## Work request
Your job with the data below is to output exactly the lines from the one holding "Task: mark the glossy" down to the one holding "Target: metal surface", both included, and no others.

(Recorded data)
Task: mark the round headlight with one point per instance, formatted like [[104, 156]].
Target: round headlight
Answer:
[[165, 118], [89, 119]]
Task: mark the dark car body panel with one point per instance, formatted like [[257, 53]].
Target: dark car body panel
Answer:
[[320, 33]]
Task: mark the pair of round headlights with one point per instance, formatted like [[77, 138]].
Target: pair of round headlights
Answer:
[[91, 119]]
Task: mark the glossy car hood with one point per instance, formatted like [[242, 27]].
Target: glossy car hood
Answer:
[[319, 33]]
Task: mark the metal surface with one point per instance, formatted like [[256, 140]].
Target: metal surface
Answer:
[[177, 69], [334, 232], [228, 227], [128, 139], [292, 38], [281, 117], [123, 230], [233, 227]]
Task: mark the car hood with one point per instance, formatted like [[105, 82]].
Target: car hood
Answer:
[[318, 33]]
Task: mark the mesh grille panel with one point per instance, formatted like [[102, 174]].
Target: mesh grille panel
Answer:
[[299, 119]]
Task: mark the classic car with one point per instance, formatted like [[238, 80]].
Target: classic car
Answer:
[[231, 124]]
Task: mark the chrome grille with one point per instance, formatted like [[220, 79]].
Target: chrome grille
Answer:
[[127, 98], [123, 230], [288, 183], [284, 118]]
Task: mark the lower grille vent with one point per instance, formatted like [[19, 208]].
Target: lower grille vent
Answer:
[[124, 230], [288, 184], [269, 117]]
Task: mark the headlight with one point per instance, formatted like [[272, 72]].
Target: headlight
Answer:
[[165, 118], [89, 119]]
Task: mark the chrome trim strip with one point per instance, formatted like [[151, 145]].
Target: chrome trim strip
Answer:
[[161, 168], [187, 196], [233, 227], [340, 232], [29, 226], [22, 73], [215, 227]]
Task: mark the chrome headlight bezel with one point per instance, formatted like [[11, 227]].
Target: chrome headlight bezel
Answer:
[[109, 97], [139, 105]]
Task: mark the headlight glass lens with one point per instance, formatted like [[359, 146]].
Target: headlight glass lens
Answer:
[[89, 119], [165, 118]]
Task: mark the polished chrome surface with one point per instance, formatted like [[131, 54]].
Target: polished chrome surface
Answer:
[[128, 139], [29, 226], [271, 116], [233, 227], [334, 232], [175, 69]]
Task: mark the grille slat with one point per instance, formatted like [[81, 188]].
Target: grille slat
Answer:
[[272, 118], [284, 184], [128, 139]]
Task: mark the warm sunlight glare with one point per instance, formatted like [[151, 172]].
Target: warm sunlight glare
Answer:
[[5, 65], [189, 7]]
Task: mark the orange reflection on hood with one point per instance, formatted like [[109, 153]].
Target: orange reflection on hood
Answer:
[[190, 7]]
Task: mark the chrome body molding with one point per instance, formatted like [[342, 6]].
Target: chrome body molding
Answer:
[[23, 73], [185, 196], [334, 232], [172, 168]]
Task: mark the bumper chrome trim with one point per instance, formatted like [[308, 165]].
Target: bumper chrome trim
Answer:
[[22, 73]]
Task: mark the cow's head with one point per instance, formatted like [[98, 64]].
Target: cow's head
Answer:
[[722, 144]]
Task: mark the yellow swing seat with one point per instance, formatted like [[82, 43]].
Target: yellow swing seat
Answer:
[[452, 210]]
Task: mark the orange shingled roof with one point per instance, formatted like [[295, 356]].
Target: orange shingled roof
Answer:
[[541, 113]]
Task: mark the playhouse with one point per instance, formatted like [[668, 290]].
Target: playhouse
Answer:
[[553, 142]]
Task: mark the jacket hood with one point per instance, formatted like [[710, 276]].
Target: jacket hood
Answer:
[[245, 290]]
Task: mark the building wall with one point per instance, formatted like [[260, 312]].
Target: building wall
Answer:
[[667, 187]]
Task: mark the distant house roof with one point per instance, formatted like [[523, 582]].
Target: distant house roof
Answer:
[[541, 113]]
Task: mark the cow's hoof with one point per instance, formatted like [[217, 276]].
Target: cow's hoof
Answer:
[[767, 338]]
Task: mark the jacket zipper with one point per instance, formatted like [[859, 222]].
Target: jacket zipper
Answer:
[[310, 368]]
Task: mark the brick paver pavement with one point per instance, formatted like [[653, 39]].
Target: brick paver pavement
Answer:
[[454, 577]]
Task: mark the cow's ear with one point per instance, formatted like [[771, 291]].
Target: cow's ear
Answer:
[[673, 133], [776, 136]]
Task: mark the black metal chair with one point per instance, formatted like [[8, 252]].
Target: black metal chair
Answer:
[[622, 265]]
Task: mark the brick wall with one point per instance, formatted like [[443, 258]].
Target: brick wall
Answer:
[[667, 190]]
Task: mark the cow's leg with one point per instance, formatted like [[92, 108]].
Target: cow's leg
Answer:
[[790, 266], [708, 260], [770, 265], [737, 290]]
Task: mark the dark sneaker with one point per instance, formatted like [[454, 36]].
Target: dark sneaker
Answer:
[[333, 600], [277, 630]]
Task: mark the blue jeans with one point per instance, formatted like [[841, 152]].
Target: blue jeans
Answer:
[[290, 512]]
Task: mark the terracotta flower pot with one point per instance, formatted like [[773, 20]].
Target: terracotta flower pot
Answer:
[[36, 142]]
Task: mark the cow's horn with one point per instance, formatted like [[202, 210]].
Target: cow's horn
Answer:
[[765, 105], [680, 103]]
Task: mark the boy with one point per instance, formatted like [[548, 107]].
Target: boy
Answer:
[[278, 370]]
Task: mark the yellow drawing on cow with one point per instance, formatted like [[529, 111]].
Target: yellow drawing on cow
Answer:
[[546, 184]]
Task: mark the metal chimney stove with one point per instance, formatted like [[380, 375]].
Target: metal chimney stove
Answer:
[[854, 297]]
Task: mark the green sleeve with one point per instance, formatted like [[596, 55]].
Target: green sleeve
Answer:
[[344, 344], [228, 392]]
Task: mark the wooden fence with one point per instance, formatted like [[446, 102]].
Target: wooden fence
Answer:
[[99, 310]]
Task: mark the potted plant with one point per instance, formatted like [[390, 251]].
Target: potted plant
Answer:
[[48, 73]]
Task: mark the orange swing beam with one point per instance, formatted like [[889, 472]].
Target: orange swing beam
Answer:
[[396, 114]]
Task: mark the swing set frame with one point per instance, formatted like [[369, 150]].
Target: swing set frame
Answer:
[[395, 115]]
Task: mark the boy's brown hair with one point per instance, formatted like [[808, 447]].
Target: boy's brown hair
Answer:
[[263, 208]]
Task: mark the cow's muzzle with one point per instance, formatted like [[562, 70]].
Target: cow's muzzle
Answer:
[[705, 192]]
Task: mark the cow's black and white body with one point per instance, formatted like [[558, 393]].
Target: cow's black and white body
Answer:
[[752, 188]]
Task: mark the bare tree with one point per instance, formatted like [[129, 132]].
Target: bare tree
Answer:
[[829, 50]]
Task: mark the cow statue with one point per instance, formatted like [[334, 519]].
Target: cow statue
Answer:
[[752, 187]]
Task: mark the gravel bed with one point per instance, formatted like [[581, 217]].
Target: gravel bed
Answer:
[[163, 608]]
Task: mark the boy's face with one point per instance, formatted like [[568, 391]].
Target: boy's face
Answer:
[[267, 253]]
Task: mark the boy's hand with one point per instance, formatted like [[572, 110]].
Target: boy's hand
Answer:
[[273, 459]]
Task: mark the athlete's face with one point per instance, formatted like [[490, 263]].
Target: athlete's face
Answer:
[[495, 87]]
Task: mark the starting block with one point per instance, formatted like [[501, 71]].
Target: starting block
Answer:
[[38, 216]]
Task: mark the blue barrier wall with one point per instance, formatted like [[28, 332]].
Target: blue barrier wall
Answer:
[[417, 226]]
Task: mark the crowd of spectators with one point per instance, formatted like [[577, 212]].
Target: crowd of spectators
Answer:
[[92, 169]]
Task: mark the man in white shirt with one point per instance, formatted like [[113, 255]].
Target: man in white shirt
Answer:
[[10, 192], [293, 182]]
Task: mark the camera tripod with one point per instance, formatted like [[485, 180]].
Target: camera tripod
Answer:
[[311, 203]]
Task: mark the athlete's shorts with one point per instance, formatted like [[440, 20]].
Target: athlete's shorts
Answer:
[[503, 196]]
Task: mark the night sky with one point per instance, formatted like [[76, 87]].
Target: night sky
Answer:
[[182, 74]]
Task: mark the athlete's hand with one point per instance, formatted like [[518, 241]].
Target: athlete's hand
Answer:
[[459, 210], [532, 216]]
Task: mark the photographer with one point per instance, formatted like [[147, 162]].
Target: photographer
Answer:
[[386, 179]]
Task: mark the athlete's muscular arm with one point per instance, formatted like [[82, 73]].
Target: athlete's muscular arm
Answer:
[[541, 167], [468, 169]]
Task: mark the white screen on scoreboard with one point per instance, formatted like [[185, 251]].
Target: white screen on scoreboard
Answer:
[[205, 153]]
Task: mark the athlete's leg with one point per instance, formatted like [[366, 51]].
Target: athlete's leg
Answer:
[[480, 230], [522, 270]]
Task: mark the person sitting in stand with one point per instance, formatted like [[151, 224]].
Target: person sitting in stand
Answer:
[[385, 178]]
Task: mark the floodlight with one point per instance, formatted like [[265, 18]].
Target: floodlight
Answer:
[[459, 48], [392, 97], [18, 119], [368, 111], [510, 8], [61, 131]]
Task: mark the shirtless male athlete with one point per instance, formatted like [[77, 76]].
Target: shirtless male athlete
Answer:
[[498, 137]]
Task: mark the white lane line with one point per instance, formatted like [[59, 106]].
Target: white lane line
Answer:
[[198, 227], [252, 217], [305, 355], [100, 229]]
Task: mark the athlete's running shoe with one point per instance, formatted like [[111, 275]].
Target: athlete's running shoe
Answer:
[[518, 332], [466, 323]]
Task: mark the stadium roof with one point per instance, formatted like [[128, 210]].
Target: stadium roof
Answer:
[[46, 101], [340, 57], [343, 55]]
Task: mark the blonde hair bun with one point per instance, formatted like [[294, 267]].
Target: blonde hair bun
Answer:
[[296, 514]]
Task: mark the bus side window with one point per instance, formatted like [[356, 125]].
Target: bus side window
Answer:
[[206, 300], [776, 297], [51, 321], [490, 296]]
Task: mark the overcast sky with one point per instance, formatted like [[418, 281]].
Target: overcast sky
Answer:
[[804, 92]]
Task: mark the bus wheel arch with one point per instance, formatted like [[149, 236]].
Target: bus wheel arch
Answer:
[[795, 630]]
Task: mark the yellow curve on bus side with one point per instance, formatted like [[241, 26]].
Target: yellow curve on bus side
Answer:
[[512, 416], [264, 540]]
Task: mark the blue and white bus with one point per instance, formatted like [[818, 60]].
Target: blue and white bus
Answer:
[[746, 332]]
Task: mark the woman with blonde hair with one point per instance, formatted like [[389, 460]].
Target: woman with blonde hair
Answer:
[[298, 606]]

## Expected answer
Task: mark the glossy car hood with one point per instance, formatted like [[242, 27]].
Target: glossy car hood
Answer:
[[319, 33]]
Task: mark the metal surface with one point per instance, formatted like [[256, 140]].
Target: metal surface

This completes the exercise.